**Problem statement:** Every record here should be printed again exactly.

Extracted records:
=====
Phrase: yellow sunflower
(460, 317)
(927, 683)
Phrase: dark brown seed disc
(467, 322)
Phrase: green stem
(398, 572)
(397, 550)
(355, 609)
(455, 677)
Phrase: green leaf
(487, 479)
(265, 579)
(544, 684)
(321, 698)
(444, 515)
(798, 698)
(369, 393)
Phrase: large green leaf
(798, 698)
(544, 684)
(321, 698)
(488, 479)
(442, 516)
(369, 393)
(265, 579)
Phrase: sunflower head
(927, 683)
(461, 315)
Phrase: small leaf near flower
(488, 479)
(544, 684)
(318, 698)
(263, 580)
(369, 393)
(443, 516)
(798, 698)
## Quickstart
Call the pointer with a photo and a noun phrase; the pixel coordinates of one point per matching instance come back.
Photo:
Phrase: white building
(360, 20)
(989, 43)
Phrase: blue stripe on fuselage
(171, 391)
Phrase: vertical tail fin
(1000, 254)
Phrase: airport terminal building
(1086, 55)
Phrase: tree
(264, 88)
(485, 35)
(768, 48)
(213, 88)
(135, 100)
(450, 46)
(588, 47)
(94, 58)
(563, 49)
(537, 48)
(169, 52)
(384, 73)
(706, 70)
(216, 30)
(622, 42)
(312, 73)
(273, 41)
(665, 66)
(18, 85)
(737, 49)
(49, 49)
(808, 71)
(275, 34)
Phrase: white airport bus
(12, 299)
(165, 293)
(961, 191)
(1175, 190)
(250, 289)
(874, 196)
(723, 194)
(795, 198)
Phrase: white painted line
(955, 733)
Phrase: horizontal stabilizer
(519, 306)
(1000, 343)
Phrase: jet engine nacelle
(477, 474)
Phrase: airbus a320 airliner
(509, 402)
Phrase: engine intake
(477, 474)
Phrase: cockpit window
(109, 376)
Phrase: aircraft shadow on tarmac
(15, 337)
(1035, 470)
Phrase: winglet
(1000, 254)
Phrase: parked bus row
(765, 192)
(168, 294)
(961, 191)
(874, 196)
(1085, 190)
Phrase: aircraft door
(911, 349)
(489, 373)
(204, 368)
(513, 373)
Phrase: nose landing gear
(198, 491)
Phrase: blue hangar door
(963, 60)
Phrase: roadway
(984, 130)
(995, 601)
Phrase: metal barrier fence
=====
**Task answer:**
Phrase: yellow sunflower
(460, 317)
(927, 683)
Phrase: dark brown seed disc
(467, 322)
Phrase: green stem
(398, 572)
(397, 550)
(355, 609)
(455, 677)
Phrase: green leaf
(487, 479)
(265, 579)
(544, 684)
(321, 698)
(444, 515)
(798, 698)
(369, 393)
Phrase: large green leaf
(798, 698)
(544, 684)
(321, 698)
(488, 479)
(442, 516)
(369, 393)
(265, 579)
Phrase: sunflower head
(927, 683)
(461, 315)
Phrase: small leaf near flower
(488, 479)
(544, 684)
(318, 698)
(263, 580)
(369, 393)
(443, 516)
(798, 698)
## Quickstart
Call the pointer with a photo and a noun phrase; the pixel coordinates of one point per matching instance come back.
Photo:
Phrase: white building
(360, 20)
(989, 43)
Phrase: blue stripe on fuselage
(171, 391)
Phrase: vertical tail fin
(1000, 254)
Phrase: airport terminal building
(1086, 55)
Phrase: tree
(264, 88)
(485, 35)
(768, 48)
(213, 88)
(135, 100)
(450, 46)
(588, 47)
(94, 58)
(563, 49)
(537, 48)
(169, 52)
(384, 73)
(706, 70)
(216, 30)
(622, 42)
(312, 73)
(273, 41)
(665, 66)
(18, 85)
(737, 49)
(49, 49)
(808, 71)
(275, 34)
Phrase: white airport bus
(12, 299)
(165, 293)
(961, 191)
(1175, 190)
(250, 289)
(874, 196)
(723, 194)
(795, 198)
Phrase: white painted line
(955, 733)
Phrase: horizontal stabilizer
(519, 306)
(1000, 343)
Phrase: jet engine nacelle
(477, 474)
Phrase: airbus a320 airliner
(509, 402)
Phrase: engine intake
(477, 474)
Phrase: cockpit window
(109, 376)
Phrase: aircraft shadow on tarmac
(15, 337)
(1035, 470)
Phrase: winglet
(1000, 254)
Phrase: parked bus row
(765, 192)
(168, 294)
(961, 191)
(874, 196)
(1085, 190)
Phrase: aircraft door
(911, 349)
(489, 373)
(204, 368)
(513, 373)
Phrase: nose landing gear
(198, 491)
Phrase: blue hangar door
(963, 60)
Phrase: roadway
(984, 130)
(995, 601)
Phrase: metal barrier fence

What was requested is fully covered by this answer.